EXERCISE INSTRUCTIONS
Within the material below, transcribe exactly the lines from the one holding "Output every <instance>" through the one holding "268L291 279L305 275L313", keeping both ends and skipping the rest.

STORED DATA
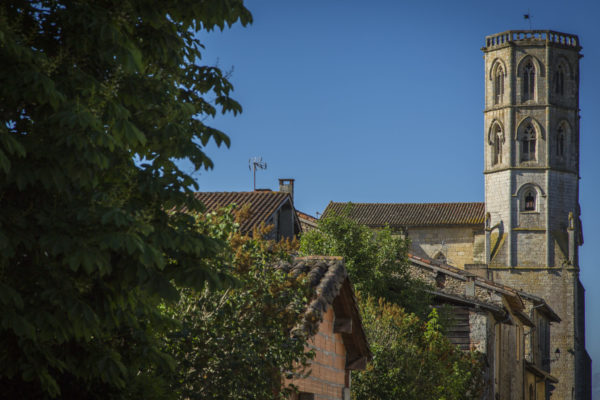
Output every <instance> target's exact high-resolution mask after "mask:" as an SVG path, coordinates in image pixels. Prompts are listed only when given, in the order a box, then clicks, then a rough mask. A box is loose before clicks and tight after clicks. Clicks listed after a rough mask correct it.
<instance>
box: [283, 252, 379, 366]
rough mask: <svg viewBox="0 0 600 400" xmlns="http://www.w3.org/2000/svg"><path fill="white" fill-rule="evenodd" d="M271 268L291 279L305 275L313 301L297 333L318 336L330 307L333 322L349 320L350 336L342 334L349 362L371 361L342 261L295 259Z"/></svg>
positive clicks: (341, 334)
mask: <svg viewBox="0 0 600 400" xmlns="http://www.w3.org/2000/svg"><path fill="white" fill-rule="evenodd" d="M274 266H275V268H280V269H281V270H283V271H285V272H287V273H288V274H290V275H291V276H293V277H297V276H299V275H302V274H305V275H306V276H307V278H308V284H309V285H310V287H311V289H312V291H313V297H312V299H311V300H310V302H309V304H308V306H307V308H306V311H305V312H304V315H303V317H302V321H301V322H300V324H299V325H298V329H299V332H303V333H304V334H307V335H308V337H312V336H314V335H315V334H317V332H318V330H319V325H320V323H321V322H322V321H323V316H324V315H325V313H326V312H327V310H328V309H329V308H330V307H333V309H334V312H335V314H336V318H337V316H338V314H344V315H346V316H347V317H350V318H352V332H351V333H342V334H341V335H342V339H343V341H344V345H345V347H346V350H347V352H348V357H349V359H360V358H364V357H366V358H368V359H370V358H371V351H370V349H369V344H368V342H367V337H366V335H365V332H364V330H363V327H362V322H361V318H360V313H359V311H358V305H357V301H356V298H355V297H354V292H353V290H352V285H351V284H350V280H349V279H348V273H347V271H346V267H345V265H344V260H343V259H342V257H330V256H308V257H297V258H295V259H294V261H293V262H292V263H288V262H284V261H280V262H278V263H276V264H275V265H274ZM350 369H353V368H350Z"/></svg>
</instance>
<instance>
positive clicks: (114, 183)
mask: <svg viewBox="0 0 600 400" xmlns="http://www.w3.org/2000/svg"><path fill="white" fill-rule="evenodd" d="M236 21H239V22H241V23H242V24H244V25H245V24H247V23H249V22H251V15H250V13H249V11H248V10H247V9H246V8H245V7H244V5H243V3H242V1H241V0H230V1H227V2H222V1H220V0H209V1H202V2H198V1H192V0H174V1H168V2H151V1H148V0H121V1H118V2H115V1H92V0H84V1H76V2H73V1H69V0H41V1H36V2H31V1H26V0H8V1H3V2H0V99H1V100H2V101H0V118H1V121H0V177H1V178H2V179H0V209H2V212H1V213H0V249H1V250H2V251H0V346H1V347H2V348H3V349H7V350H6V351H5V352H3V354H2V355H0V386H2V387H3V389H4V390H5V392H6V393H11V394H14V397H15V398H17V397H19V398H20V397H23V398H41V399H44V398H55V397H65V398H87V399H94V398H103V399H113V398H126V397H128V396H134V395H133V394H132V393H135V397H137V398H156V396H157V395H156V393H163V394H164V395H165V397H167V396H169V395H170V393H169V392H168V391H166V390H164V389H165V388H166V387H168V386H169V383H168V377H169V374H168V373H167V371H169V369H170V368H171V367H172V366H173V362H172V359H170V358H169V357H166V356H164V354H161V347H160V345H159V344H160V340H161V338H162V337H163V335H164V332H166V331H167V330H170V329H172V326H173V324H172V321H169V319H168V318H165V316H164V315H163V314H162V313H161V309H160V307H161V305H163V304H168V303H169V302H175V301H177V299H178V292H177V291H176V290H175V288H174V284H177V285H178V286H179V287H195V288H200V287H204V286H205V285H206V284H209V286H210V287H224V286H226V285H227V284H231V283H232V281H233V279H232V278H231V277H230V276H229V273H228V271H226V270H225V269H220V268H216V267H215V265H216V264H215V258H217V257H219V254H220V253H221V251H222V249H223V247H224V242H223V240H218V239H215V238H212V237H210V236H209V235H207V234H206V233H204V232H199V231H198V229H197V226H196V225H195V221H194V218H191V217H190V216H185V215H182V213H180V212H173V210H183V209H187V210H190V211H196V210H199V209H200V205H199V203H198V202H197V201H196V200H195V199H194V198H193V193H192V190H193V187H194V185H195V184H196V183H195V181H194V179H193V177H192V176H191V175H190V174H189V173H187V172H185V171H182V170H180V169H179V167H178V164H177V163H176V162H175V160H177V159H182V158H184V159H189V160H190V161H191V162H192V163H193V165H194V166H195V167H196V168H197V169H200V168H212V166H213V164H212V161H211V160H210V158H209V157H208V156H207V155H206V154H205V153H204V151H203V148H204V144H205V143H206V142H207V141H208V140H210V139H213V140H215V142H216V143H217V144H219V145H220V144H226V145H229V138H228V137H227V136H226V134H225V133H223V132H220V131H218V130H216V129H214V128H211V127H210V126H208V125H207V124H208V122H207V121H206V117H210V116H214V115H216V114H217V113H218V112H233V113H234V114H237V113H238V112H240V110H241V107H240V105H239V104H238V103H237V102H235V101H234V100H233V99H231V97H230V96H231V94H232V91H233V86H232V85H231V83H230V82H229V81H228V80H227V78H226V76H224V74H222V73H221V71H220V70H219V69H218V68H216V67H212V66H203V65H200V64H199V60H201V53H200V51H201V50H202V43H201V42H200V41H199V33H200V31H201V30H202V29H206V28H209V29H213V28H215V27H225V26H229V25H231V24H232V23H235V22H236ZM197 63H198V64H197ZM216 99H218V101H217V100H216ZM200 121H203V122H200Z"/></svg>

==

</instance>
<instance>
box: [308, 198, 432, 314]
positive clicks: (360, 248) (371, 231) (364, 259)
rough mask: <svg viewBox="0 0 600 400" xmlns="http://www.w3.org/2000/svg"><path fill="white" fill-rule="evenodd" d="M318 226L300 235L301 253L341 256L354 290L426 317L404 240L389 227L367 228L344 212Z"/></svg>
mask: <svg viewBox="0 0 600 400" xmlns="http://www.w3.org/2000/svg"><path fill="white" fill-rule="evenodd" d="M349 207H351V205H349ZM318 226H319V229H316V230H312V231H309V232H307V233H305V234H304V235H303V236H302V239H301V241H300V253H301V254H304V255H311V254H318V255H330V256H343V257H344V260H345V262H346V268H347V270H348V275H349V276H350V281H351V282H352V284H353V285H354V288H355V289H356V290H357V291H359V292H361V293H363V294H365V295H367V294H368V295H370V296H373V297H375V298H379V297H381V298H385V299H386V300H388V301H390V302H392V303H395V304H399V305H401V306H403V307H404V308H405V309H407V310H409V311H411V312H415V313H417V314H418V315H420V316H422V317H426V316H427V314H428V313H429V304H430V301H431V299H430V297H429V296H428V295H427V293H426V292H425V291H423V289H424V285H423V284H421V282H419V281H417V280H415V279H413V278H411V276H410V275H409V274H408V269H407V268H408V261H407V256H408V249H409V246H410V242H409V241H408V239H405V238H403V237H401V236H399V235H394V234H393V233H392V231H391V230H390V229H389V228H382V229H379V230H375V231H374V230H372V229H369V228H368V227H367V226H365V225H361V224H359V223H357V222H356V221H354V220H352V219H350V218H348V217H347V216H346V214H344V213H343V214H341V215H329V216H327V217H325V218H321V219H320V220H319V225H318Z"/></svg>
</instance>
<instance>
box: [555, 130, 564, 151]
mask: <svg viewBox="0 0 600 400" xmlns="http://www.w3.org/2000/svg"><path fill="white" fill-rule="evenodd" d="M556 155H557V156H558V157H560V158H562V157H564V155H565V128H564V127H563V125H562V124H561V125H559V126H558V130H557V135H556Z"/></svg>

PROBLEM SOLUTION
Output every <instance> target's exact high-resolution mask after "mask:" as an SVG path, coordinates in image pixels. Prompts are listed only when given, in the order a box, then clicks, then a rough mask. A box is loose before clicks and tight after clicks. Clicks listed after a rough mask correct it.
<instance>
box: [283, 252, 379, 366]
rough mask: <svg viewBox="0 0 600 400" xmlns="http://www.w3.org/2000/svg"><path fill="white" fill-rule="evenodd" d="M271 268L291 279L305 275L313 301L297 333L318 336L330 307L333 322L349 320L350 336L342 334L349 362L371 361L342 261L295 259Z"/></svg>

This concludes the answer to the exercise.